Умение оставаться одному наедине со своими мыслями является следствием достижения человеком определенного культурного и духовного уровня. В качестве примера Генри Торо описывает фермера, который целый день проработал в поле или в лесу один, но не почувствовал одиночества, потому что нашел чем занять себя, «а вернувшись вечером домой, он не может оставаться наедине со своими мыслями, и ему хочется побыть «на людях», вознаградив себя за дневное одиночество. Поэтому он удивляется ученому, который способен просидеть один в доме всю ночь и большую часть дня, не боясь скуки и хандры: он не понимает, что ученый, запершись в доме, обрабатывает в это время свое поле или валит деревья
в своем лесу, как фермер в своем, а потом также ищет развлечений и общества, как и тот, хотя, может быть, и в более концентрированной форме.
Для людей, которые не умеют оставаться наедине с самими собой, Торо не находит ничего лучшего, кроме пожелания-совета работать еще больше:
Бывают люди «трудолюбивые», по-видимому, любящие труд ради него самого, а может быть, потому, что он не дает им впасть в худший соблазн, — этим мне сейчас нечего сказать. Тем, кто не знает, куда девать больший досуг, чем они имеют сей час, я советую работать вдвое больше — пока они не выкупят себя на волю.
Жизнь Г. Д. Торо на берегу Уолденского пруда — образец сознательной жизни, неотъемлемой составляющей которой была философская рефлексия. Торо старательно избегает жизни в мире имитаций и, замыкаясь, казалось бы, на своем личном, индивидуальном бытие, «выходит из себя» на бытие универсальное, общечеловеческое. Рефлексивно суммируя содержание этих и других, не описанных нами эстафет (к примеру, эстафет природоведения и наблюдения), «волн жизни», Торо сумел сосредоточиться и выявить саму волну, событие — закон радостного и плодотворного усилия.
Мышление помогает нам «выйти из себя», но не в обычном смысле слова. Сознательным умственным усилием мы можем отстраниться от действий и их последствий, и тогда все хорошее и плохое пройдет мимо нас, как поток. В очень общем, но подлинном значении усилие — уже есть дело само по себе.
Уединившись, «нащупав» в себе себя, человек может читать, воспринимать звуки, окружающую природу, с каждым днем все глубже и глубже проникая в суть сокровенного знания. Но даже одно из самых, казалось бы, простых, занятий — чтение, далеко не так просто, как кажется:
Ученый может читать Гомера или Эсхила на греческом языке и не опасаться упрека в роскошной праздности, поскольку, читая, он как бы подражает их героям и посвящает их страницам утренние часы. Язык этих героических книг, пусть бы и изданных в переводе на наш, всегда будет для нашего времени упадка языком мертвым, и мы вынуждены старательно разгадывать каждое слово и строку, вкладывая в них более широкий смысл, чем общепринятый, и обращаясь для этого ко всей мудрости, доблести и великодушию, какими обладаем.

========================================

- [Постановка задачи]
Выведите без изменений всё из текста о Торо, начиная со слов «Жизнь Г. Д.» и вплоть до слов «и плодотворного усилия.».

- [Записанные данные]
========================================

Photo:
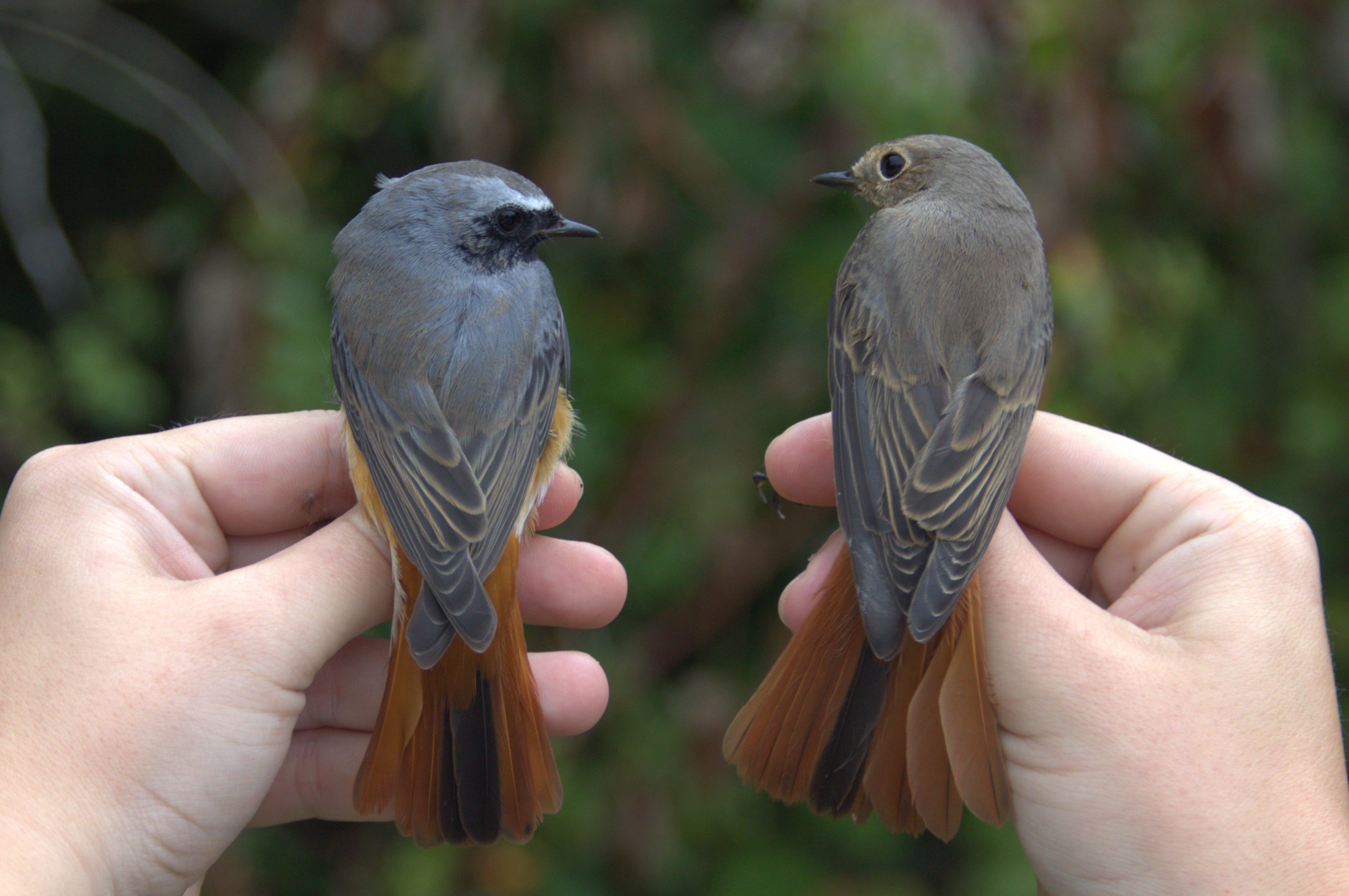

========================================

- [Решение упражнения]
Жизнь Г. Д. Торо на берегу Уолденского пруда — образец сознательной жизни, неотъемлемой составляющей которой была философская рефлексия. Торо старательно избегает жизни в мире имитаций и, замыкаясь, казалось бы, на своем личном, индивидуальном бытие, «выходит из себя» на бытие универсальное, общечеловеческое. Рефлексивно суммируя содержание этих и других, не описанных нами эстафет (к примеру, эстафет природоведения и наблюдения), «волн жизни», Торо сумел сосредоточиться и выявить саму волну, событие — закон радостного и плодотворного усилия.